**SOURCE EXTRACT:**
________________

This page describes how to use a specific machine learning model for audio transcription requests to Speech-to-Text.
Transcription models
Speech-to-Text detects words in an audio clip by comparing input to one of many machine learning models. Each model has been trained by analyzing millions of examples—in this case, many, many audio recordings of people speaking.
Speech-to-Text has specialized models which are trained from audio for specific sources. These models provide better results when applied toward similar kinds of audio data to the data they were trained on.
The following table shows the transcription models that are available for use with Speech-to-Text V2 API.
Model name | Description |
---|---|
chirp_3 |
Use the latest generation of Google's multilingual Automatic Speech Recognition (ASR)-specific generative models that are designed to meet your user's needs based on feedback and experience. Chirp 3 provides enhanced accuracy and speed beyond earlier Chirp models and provides diarization and automatic language detection. |
chirp_2 |
Use the next generation of our Universal large Speech Model (USM) powered by our large language model (LLM) technology for streaming and batch, and transcriptions and translations in diverse linguistic content and multilingual capabilities. |
telephony |
Use this model for audio that originated from an audio phone call, typically recorded at an 8 kHz sampling rate. Ideal for customer service, teleconferencing, and automated kiosk applications. |
The following models are based on earlier architectures; they aren't actively maintained and are primarily kept for legacy and backwards compatibility.
chirp |
Use our Universal large Speech Model (USM), for state-of-the-art non-streaming transcriptions in diverse linguistic content and multilingual capabilities. |
chirp_telephony |
Universal large Speech Model (USM) fine-tuned for audio that originated from a phone call (typically recorded at an 8 kHz sampling rate). |
long |
Use this model for any type of long form content, such as media or spontaneous speech and conversations. Consider using this model instead of the video or the default model especially, if they aren't available in your target language. |
short |
Use this model for short utterances that are a few seconds in length. It's useful for trying to capture commands or other single-short directed speech use cases. Consider using this model instead of the command and search model. |
telephony_short |
Dedicated version of the telephony model for short or even single-word utterances for audio that originated from a phone call, typically recorded at an 8 kHz sampling rate. Useful for utterances only a few seconds long in customer service, teleconferencing, and automated kiosk applications. |
medical_conversation |
Use this model for conversations between a medical provider, for example, a doctor or nurse, and a patient. Use the medical_conversation model when both a provider and a patient are speaking. Words uttered by each speaker are automatically detected and automatically labeled. |
medical_dictation |
Use this model to transcribe notes dictated by a medical professional, for example, a doctor dictating notes about a patient's blood test results. |
Select a model for audio transcription
The model is specified by the Recognizer
used for the recognition request. Call speech/projects.locations.recognizers/create
to create a recognizer, and use the model
field to specify the model. Valid
models for each language can be found in the Supported Languages table.

________________

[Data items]
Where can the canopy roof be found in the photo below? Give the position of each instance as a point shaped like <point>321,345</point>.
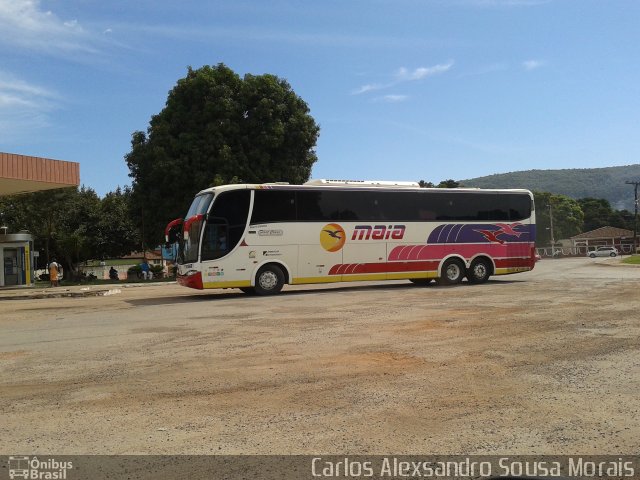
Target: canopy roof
<point>22,174</point>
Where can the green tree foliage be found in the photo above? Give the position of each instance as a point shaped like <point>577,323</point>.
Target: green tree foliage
<point>73,225</point>
<point>568,217</point>
<point>608,183</point>
<point>116,233</point>
<point>218,128</point>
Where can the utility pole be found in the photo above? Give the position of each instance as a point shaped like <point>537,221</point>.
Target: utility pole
<point>635,215</point>
<point>553,242</point>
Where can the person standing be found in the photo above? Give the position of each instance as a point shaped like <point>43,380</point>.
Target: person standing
<point>146,271</point>
<point>54,272</point>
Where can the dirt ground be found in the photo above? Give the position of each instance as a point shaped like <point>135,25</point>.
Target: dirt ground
<point>545,362</point>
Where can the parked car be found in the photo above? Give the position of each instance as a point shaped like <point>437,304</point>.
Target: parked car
<point>603,252</point>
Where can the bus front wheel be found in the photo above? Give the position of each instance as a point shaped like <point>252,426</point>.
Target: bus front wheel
<point>480,271</point>
<point>452,272</point>
<point>269,280</point>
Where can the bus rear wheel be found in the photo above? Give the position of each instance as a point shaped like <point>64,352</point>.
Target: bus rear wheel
<point>480,271</point>
<point>269,280</point>
<point>452,272</point>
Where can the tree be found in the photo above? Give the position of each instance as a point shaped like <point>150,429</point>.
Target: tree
<point>73,225</point>
<point>116,233</point>
<point>216,128</point>
<point>568,217</point>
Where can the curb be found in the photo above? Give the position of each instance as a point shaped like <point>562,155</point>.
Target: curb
<point>20,294</point>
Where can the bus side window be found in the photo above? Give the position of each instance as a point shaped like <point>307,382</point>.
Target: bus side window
<point>216,239</point>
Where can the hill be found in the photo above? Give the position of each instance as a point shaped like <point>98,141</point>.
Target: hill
<point>576,183</point>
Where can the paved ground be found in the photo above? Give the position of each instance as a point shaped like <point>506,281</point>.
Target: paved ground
<point>536,363</point>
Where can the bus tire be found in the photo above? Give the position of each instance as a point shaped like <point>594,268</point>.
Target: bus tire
<point>480,271</point>
<point>452,272</point>
<point>269,280</point>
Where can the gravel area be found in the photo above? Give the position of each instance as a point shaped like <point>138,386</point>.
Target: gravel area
<point>545,362</point>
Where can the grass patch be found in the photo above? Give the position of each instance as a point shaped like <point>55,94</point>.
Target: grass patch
<point>632,260</point>
<point>99,282</point>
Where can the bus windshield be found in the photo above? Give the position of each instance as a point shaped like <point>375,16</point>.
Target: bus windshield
<point>193,227</point>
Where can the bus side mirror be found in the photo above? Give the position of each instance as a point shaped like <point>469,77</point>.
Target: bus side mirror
<point>172,236</point>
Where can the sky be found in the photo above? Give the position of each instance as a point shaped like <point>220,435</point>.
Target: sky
<point>401,89</point>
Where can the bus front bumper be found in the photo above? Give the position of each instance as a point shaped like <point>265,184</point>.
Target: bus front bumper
<point>192,281</point>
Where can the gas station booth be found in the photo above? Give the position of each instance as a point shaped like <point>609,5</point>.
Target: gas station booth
<point>23,174</point>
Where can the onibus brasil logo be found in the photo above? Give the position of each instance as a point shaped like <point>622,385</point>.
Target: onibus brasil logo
<point>34,468</point>
<point>333,236</point>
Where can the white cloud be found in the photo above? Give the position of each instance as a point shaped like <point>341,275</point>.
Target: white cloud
<point>25,24</point>
<point>367,88</point>
<point>532,64</point>
<point>405,75</point>
<point>392,98</point>
<point>502,3</point>
<point>24,107</point>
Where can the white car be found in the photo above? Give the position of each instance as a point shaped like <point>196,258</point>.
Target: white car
<point>603,252</point>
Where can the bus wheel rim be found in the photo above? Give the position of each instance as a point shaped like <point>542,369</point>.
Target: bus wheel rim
<point>268,280</point>
<point>453,271</point>
<point>480,270</point>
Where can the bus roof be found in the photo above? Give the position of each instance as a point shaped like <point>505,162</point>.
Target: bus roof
<point>352,185</point>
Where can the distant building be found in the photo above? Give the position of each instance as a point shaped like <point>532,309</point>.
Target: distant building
<point>620,238</point>
<point>24,174</point>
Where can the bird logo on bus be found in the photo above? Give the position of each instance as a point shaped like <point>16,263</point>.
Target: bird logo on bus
<point>332,237</point>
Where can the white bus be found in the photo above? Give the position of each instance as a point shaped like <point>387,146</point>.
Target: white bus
<point>260,237</point>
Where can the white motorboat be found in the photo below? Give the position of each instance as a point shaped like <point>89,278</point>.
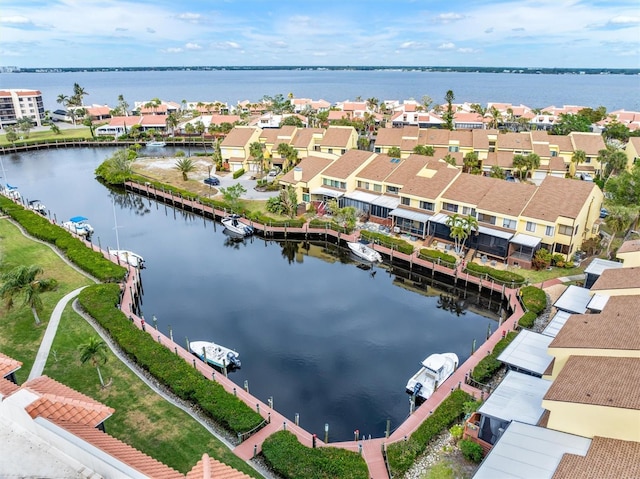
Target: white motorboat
<point>434,371</point>
<point>38,207</point>
<point>233,223</point>
<point>215,355</point>
<point>128,257</point>
<point>79,226</point>
<point>365,252</point>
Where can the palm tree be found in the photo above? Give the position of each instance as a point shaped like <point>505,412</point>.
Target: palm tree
<point>22,281</point>
<point>185,166</point>
<point>94,351</point>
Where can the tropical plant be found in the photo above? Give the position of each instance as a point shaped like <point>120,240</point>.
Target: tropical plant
<point>22,281</point>
<point>185,166</point>
<point>95,352</point>
<point>460,228</point>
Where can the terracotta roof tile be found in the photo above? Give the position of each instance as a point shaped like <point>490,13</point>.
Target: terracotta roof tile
<point>618,278</point>
<point>611,329</point>
<point>559,197</point>
<point>121,451</point>
<point>209,468</point>
<point>8,365</point>
<point>598,381</point>
<point>606,459</point>
<point>347,164</point>
<point>311,166</point>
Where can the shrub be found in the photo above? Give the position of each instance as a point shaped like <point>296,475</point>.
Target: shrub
<point>291,460</point>
<point>534,299</point>
<point>471,450</point>
<point>488,365</point>
<point>527,320</point>
<point>401,455</point>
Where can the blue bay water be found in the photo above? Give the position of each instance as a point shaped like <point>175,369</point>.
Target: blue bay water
<point>534,90</point>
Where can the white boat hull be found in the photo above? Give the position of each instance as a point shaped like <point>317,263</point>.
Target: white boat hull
<point>234,225</point>
<point>435,370</point>
<point>215,354</point>
<point>365,252</point>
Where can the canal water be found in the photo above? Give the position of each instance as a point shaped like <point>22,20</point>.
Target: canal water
<point>318,332</point>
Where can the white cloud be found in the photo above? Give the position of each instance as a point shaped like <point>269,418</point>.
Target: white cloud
<point>446,46</point>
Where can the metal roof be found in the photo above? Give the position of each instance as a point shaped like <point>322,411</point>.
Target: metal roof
<point>526,240</point>
<point>598,265</point>
<point>517,398</point>
<point>411,215</point>
<point>525,452</point>
<point>574,300</point>
<point>528,351</point>
<point>556,324</point>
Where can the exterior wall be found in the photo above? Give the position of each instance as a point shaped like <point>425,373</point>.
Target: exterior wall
<point>590,420</point>
<point>562,355</point>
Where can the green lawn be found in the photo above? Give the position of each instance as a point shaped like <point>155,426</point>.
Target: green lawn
<point>20,336</point>
<point>142,419</point>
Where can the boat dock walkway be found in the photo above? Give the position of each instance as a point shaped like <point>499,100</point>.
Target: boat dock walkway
<point>371,449</point>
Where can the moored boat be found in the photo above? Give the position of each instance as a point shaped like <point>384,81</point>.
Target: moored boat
<point>233,223</point>
<point>365,252</point>
<point>215,355</point>
<point>434,371</point>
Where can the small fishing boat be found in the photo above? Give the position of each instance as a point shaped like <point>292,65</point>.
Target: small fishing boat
<point>215,355</point>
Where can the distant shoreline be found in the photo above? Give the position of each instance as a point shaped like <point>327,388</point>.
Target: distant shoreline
<point>426,69</point>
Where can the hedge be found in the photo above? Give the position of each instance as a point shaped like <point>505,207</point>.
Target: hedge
<point>388,241</point>
<point>498,275</point>
<point>435,255</point>
<point>75,250</point>
<point>168,368</point>
<point>528,320</point>
<point>401,455</point>
<point>488,365</point>
<point>534,299</point>
<point>291,460</point>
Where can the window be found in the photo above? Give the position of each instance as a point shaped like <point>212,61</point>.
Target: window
<point>467,210</point>
<point>450,207</point>
<point>425,205</point>
<point>484,218</point>
<point>565,230</point>
<point>508,223</point>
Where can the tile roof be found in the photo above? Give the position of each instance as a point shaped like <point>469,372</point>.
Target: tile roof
<point>606,458</point>
<point>347,164</point>
<point>559,197</point>
<point>611,329</point>
<point>337,136</point>
<point>209,468</point>
<point>59,402</point>
<point>631,246</point>
<point>311,166</point>
<point>379,168</point>
<point>121,451</point>
<point>8,365</point>
<point>505,197</point>
<point>598,381</point>
<point>239,136</point>
<point>618,278</point>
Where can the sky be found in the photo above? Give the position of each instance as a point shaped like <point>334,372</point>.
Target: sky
<point>484,33</point>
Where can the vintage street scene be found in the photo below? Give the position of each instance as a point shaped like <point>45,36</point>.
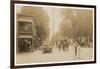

________________

Which field does the page on transcription models say to use when creating a recognizer to choose the model? The records are separate material, unrelated to the page on transcription models.

The model field.